# [Task statement]
Please translate this sentence from the theater review below into Spanish: "It can be easy to take him for granted."

━━━ Source extract

This review is from ‘Check Up’s run at the 2018 Edinburgh Fringe. It plays Battersea Arts Centre in April 2019.
Comedian-slash-activist Mark Thomas puts out a new show pretty much each year, like clockwork. It can be easy to take him for granted. But it's important to remember that he’s very good at it.
‘Check Up: Our NHS @ 70’ isn’t so much a fiery polemic about our beloved health system as a thoughtful and funny piece of docu-theatre about where it’s at as it turns 70.
To that end Thomas did his research. He was embedded with an NHS trust for a month. He conducted a series of public interviews with leading healthcare experts. And he had a good chat with a gleeful GP about everything that could possibly go wrong with his health between now and his death (almost everything, it turns out).
The show is directed by former Tricycle Theatre boss and verbatim theatre maestro Nicolas Kent, who would appear to have really put something of a rocket under Thomas as a performer. Where previous shows have used recordings of his interview subjects, Thomas now mostly speaks their words verbatim, accents and all. It’s engaging, and sometimes explosive: his one man recreation of the sudden chaos of an A&E department is startlingly effective.
It’s a souped up lecture, really - after a brief tour through NHS history, Thomas moves on to its present, chatting about everything from antibiotics resistant microbes, to the ongoing PFI debacle, to exciting prospects in the future of medical development.
The interspersed sections in which he describes his month-long placement are perhaps more entertaining than illuminating – but that’s important too, and a deeply compassionate section about a man having a gastric sleeve fitted feels important.
Privatisation, Tory underfunding, the Lansley reforms et al do all get duly blasted - but this isn’t a doomy rant about a system on the cusp of collapse, but a mature, level headed look at a service that’s struggling, but not drowning.
It’s unsentimental as well: Thomas points out that virtually every Brit suddenly becomes a swivel-eyed nationalist when it comes to the NHS - but on a global level it’s merely decent, to a large extent stymied by British aversion to high taxes (interestingly the reason massive tax rises were never previously required to fund it is because Britain’s huge post-war defence budget was effectively reallocated to it).
We all know where Thomas comes from politically, but ‘Check Up’ sees through the sacred cow nonsense that politicians of all stripes force on the NHS in favour of an impassioned interrogation that offers as much hope as despair.

━━━━━━
━━━ Material shown

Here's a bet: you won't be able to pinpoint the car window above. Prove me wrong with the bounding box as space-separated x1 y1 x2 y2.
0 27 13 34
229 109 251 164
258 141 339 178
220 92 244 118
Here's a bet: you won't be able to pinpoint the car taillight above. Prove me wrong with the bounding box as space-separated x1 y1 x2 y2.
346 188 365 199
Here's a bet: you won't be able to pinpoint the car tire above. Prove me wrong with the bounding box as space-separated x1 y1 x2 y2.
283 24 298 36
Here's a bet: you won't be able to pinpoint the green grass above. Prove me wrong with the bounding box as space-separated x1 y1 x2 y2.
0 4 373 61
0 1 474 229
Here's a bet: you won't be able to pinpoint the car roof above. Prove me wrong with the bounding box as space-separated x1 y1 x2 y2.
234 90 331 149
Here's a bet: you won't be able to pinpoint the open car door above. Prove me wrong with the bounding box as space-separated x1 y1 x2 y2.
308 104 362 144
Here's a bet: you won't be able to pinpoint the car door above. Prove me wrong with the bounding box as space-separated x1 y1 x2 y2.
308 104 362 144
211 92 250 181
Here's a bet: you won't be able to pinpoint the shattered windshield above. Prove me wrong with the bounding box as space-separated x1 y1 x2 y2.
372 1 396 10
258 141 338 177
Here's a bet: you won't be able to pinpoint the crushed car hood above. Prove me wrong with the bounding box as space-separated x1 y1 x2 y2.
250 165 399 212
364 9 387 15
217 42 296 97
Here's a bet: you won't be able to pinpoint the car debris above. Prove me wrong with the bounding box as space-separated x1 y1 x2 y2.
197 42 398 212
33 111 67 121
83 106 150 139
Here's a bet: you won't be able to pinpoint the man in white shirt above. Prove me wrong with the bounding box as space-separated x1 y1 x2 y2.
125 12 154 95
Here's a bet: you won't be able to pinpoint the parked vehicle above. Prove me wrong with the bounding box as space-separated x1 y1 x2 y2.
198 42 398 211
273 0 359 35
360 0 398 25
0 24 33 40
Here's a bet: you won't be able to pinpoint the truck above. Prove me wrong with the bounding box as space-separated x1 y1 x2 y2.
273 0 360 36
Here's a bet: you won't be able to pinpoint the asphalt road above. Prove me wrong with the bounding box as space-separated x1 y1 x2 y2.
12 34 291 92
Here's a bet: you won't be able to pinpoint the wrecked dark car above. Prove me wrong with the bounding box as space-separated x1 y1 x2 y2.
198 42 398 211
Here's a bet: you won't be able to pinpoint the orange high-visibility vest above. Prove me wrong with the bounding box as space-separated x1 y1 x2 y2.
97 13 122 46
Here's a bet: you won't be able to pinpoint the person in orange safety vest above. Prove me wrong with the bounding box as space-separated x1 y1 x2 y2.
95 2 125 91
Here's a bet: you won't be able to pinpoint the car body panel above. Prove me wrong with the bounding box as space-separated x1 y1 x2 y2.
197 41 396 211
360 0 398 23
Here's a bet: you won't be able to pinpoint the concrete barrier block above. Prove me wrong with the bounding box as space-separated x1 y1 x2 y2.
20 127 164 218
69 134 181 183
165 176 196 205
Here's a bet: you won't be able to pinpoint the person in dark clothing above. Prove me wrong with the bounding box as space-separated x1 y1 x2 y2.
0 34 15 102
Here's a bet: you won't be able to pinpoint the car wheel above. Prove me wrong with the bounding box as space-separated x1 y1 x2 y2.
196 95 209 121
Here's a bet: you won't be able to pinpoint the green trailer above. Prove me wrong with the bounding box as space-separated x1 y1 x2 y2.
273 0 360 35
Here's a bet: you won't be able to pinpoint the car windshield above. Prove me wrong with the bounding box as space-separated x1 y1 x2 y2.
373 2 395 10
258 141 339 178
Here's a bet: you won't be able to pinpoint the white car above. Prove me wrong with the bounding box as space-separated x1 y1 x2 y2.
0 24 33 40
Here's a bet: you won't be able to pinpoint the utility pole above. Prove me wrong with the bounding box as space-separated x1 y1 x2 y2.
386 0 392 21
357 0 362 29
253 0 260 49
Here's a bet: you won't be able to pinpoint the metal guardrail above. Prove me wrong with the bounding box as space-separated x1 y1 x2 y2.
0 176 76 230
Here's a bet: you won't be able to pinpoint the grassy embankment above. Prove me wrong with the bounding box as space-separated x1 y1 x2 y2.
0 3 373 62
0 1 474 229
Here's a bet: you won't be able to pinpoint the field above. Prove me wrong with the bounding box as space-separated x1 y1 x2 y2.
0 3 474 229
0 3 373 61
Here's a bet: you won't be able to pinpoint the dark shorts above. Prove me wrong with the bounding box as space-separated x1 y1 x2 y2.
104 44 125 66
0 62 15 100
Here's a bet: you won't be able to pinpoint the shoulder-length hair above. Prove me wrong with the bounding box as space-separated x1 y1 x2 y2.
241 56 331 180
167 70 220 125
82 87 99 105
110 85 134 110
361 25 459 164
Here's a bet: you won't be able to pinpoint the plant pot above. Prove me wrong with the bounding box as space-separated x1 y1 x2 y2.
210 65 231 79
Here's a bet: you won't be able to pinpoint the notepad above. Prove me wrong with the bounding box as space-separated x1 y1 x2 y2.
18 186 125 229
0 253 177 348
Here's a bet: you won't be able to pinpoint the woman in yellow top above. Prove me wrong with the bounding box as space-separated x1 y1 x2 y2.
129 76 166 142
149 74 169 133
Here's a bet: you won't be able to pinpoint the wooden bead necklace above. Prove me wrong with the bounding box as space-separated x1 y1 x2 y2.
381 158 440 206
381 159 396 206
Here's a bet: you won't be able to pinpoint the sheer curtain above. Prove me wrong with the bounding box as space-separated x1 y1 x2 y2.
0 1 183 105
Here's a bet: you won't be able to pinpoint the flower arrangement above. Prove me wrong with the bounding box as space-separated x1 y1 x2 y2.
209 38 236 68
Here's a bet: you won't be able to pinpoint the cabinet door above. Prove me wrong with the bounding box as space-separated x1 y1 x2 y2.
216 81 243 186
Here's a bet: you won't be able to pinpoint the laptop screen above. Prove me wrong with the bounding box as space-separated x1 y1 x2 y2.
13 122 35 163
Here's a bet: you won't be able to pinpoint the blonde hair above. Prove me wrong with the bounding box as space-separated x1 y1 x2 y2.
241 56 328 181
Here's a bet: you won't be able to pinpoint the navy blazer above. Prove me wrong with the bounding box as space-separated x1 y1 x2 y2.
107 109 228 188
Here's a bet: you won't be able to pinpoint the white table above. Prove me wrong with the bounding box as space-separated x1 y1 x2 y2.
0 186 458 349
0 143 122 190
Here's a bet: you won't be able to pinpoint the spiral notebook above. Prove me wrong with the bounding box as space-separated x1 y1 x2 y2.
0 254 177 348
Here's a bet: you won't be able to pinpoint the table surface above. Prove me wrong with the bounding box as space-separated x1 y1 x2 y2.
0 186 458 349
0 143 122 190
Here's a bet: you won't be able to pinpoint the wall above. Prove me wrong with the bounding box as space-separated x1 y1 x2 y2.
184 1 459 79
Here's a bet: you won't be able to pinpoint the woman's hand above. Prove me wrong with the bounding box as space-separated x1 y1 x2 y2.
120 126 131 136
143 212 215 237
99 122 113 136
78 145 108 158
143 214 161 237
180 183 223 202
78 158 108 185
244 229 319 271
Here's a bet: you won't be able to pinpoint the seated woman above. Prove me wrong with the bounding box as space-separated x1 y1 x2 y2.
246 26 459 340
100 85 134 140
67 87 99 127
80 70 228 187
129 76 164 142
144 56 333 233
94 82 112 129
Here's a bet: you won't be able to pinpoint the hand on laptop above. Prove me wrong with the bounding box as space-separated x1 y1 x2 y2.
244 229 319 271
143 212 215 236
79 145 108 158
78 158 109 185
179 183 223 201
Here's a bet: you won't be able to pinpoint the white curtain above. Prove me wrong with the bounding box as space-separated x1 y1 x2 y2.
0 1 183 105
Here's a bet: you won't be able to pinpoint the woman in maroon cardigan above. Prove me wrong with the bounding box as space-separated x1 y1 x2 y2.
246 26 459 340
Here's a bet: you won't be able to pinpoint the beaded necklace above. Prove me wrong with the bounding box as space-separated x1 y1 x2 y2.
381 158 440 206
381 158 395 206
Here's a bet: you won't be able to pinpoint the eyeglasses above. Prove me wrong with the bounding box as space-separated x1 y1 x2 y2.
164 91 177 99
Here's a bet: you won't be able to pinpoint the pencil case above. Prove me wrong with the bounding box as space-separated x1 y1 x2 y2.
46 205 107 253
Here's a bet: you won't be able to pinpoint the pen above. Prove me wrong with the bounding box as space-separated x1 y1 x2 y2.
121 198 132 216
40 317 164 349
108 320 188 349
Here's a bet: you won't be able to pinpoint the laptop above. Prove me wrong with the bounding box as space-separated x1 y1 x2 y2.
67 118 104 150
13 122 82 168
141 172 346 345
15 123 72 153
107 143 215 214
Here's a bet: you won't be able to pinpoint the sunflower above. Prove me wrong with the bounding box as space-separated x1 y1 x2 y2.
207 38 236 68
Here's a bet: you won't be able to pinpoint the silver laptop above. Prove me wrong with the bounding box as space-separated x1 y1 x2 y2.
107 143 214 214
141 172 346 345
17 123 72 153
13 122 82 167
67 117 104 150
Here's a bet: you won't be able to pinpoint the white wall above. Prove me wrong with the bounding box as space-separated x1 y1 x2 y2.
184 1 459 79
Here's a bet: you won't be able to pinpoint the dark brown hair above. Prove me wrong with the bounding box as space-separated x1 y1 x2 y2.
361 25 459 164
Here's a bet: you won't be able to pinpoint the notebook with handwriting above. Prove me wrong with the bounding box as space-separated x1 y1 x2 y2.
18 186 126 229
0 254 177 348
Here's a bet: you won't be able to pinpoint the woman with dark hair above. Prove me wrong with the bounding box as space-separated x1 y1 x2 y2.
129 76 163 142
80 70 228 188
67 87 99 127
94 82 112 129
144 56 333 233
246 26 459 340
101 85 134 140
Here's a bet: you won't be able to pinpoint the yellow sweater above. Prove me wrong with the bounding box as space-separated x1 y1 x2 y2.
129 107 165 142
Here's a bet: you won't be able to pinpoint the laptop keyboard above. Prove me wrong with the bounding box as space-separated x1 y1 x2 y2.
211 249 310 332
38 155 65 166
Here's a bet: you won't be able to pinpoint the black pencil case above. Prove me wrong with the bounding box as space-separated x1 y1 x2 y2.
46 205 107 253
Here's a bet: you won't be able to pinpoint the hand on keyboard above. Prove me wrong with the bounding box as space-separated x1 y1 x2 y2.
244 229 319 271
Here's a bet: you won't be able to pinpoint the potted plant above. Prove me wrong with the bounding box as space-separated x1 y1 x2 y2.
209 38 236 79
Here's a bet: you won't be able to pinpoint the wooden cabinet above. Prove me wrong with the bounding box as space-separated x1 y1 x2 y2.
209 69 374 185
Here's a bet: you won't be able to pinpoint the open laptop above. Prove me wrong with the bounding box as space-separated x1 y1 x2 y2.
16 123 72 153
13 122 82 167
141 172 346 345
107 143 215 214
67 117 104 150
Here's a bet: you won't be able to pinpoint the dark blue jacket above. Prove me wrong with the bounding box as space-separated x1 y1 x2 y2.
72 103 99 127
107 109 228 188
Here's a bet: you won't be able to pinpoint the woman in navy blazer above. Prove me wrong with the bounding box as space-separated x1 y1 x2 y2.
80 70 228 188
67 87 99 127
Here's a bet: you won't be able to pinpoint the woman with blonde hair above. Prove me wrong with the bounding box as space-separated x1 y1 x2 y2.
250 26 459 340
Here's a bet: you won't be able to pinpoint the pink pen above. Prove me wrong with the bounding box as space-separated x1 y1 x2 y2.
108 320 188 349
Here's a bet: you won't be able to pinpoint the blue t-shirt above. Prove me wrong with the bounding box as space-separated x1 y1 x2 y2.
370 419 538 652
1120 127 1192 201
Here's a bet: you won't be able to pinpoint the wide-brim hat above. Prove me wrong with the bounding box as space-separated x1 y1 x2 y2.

━━━━━━

# [Task answer]
Puede ser fácil darlo por sentado.